▶ OBJECTIVE:
In all of the entries below, rename "Labeling guideline" to "Annotation rule" and keep every other word and value the same.

Stored items:
------------------------

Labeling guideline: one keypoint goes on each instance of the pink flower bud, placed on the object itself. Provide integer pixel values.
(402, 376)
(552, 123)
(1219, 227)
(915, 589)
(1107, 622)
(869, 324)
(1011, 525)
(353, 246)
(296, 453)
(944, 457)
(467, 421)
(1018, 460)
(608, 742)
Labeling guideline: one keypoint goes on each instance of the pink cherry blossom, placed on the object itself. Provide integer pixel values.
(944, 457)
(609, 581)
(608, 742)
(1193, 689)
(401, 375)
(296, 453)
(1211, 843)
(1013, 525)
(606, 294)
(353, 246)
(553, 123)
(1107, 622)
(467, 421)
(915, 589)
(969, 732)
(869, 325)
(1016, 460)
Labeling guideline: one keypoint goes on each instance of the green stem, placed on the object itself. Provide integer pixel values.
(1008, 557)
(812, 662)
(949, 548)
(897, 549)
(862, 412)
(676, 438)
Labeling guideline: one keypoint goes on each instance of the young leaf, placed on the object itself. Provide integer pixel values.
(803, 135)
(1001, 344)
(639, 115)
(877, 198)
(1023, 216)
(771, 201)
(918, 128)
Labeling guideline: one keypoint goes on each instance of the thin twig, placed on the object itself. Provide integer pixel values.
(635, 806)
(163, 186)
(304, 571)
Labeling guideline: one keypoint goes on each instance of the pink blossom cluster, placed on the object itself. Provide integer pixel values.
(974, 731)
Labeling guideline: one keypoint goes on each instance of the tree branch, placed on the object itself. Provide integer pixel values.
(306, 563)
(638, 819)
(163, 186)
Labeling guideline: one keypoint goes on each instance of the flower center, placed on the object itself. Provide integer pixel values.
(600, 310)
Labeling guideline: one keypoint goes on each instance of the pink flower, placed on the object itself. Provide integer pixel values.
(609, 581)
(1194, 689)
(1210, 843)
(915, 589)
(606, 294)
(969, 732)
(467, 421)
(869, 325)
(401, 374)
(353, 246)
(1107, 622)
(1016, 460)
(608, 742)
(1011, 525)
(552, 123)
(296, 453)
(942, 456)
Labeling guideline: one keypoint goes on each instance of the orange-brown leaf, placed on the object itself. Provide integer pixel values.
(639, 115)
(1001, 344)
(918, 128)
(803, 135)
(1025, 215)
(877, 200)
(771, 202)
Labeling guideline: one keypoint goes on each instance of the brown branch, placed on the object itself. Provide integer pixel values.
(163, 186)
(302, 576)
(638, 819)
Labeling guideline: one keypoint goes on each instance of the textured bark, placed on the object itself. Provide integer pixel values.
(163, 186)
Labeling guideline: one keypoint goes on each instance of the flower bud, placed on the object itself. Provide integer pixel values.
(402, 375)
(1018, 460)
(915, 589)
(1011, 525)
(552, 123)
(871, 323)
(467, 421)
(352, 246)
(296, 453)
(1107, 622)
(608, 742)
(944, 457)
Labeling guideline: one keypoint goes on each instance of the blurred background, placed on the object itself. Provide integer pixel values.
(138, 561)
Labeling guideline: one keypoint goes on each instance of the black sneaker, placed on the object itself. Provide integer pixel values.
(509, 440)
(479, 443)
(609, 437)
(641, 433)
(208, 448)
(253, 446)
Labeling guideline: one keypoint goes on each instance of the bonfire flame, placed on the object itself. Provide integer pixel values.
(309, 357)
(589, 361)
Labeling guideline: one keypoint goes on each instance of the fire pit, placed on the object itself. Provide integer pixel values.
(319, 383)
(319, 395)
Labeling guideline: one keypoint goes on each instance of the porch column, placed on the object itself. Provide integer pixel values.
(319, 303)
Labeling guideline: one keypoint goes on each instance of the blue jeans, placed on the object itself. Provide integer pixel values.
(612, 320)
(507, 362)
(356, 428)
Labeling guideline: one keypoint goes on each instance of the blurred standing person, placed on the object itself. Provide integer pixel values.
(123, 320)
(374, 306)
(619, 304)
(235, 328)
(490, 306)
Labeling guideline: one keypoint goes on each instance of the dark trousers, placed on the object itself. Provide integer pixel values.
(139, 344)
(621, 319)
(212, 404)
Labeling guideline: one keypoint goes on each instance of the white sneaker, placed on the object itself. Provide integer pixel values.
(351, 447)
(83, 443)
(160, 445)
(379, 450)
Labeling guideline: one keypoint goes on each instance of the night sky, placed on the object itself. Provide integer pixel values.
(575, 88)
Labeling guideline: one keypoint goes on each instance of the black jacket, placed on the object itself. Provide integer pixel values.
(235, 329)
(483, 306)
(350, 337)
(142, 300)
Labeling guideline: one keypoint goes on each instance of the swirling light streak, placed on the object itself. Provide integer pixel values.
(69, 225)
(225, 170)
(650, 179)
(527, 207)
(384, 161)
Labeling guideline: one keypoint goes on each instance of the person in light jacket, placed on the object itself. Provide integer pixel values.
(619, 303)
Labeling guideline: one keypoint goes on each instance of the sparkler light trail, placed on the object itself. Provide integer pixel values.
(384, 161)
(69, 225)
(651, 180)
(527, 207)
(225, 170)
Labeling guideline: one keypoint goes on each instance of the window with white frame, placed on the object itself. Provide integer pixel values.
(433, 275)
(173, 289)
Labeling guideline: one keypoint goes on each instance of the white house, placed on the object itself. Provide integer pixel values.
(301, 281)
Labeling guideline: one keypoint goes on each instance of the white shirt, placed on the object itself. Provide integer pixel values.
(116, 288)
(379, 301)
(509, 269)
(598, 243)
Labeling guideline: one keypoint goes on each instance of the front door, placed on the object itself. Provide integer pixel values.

------------------------

▶ EXERCISE SOLUTION:
Annotation rule: one keypoint goes on each instance of the pink flower bud, placed on the object itself. Provide integer pixel values.
(402, 376)
(552, 123)
(1219, 227)
(915, 589)
(1107, 622)
(869, 324)
(1011, 525)
(353, 246)
(296, 453)
(944, 457)
(467, 421)
(1018, 460)
(608, 742)
Annotation rule: one keypoint goes on each instance of the pink cherry blossom, placed on the object itself. Provide integer pixel values.
(944, 457)
(609, 581)
(608, 742)
(1193, 689)
(401, 375)
(296, 453)
(1211, 843)
(1013, 525)
(606, 294)
(353, 246)
(553, 123)
(1107, 622)
(467, 421)
(915, 589)
(969, 732)
(869, 325)
(1016, 460)
Annotation rule: one keypoint goes on each instance of the green stem, placed on the object itself. Provide integer pixel values.
(1008, 557)
(812, 662)
(949, 548)
(897, 549)
(862, 412)
(676, 438)
Annotation rule: one keypoint goes on each instance of the young leaf, placed on the object itself. Provide integer pixel values.
(803, 135)
(1001, 344)
(639, 115)
(877, 198)
(1023, 216)
(771, 201)
(918, 128)
Annotation rule: one keypoint goes on each instance of the thin twig, placed on the object itself. Provide integer pixel values.
(635, 806)
(163, 186)
(304, 571)
Annotation rule: one keypoint goes on each instance of the pink blossom cluster, placed on the object itself. Provide integer pixel values.
(974, 731)
Annotation rule: one keypoint goes on each instance of the tree branch, placed on the object itself. Provide integer pixel values.
(306, 563)
(638, 819)
(163, 186)
Annotation rule: one keypoint goes on each instance of the flower center, placed on the object itself. Provide integer pixel values.
(600, 310)
Annotation rule: one keypoint goes on each instance of the pink flower, placed on the object itself. Provide integer pixel values.
(609, 581)
(1194, 689)
(1210, 843)
(915, 589)
(606, 294)
(969, 732)
(467, 421)
(869, 325)
(401, 374)
(353, 246)
(1107, 622)
(1016, 460)
(608, 742)
(1011, 525)
(552, 123)
(296, 453)
(942, 456)
Annotation rule: one keypoint goes on each instance of the orange-brown leaf, placed on the object itself. Provide integer pixel values.
(639, 115)
(1001, 344)
(918, 128)
(803, 135)
(1025, 215)
(877, 200)
(771, 202)
Annotation rule: one keypoint goes on each instance of the brown branch, placed on the object itself. Provide integer pixel values.
(163, 186)
(302, 576)
(638, 819)
Annotation rule: one keypoint goes on each instance of the textured bark, placed on the object itself. Provide integer pixel values.
(163, 186)
Annotation rule: one keypoint goes on each instance of the flower bud, placed on the object itself. Provide integer pixel values.
(402, 375)
(1018, 460)
(915, 589)
(1011, 525)
(552, 123)
(871, 323)
(467, 421)
(352, 246)
(296, 453)
(1107, 622)
(608, 742)
(944, 457)
Annotation rule: one keypoint goes on each instance of the blurred background, placed on the object itself. Provide integer pixel values.
(138, 561)
Annotation rule: one keypoint goes on each instance of the black sneaker, placed on the object itself. Provide integer pixel values.
(509, 440)
(479, 443)
(609, 437)
(641, 433)
(208, 448)
(253, 446)
Annotation rule: one keypoint goes on each instance of the bonfire flame, placed on the object itself. Provide integer pixel values.
(309, 357)
(589, 361)
Annotation rule: one keypoint goes on each instance of the fire pit, placed on the object itself. Provide integer pixel values.
(319, 383)
(319, 395)
Annotation rule: one keypoint goes on each instance of the porch column, placed on the object itself. Provide integer pixel values.
(319, 303)
Annotation rule: one keypoint goes on each instance of the blue jeans, placed on the object itself. Provide integer pixel values.
(612, 320)
(507, 362)
(356, 428)
Annotation rule: one keypoint goes on each instance of the blurred standing person, placed on the object itself. Provide integer pixel values.
(123, 320)
(374, 306)
(619, 304)
(235, 328)
(490, 306)
Annotation rule: one keypoint goes on each instance of the dark trousers, placed on the object itself. Provide integer pixel values.
(139, 344)
(621, 319)
(212, 404)
Annotation rule: one keypoint goes on each instance of the white sneaker, placed on the object itself. Provide integer pixel values.
(351, 447)
(83, 443)
(160, 445)
(379, 450)
Annotation rule: one keypoint goes on each instance of the night sky, placed on the object itself. Provide integer pixel values.
(575, 88)
Annotation rule: one keypoint goes on each instance of the black jacket, placed on the object itself. Provide integer pixel values.
(235, 329)
(483, 306)
(350, 337)
(142, 300)
Annotation rule: one keypoint goes on each instance of the swirling light streak, placed on the object itself. Provide integer pixel values.
(69, 225)
(225, 170)
(650, 179)
(527, 207)
(384, 161)
Annotation rule: one keypoint goes on each instance of the person in light jacket, placed on the object itself. Provide integer pixel values.
(619, 303)
Annotation rule: one keypoint goes on each instance of the sparkler light trail, placed on the object itself. Provide integer pixel values.
(384, 161)
(69, 225)
(651, 180)
(527, 207)
(225, 170)
Annotation rule: one keypoint goes on each instance of the window with white frame, placed on the object itself. Provide integer pixel values.
(433, 275)
(173, 289)
Annotation rule: one keypoint goes on each instance of the white house, placed on the object itself. Provide integer pixel values.
(301, 281)
Annotation rule: one keypoint goes on each instance of the white shirt, placed on the object itself. Provide integer pixel values.
(116, 288)
(379, 301)
(509, 269)
(598, 243)
Annotation rule: one keypoint goes on each instance of the front door, placed on the object itself. Provide integer pixel values.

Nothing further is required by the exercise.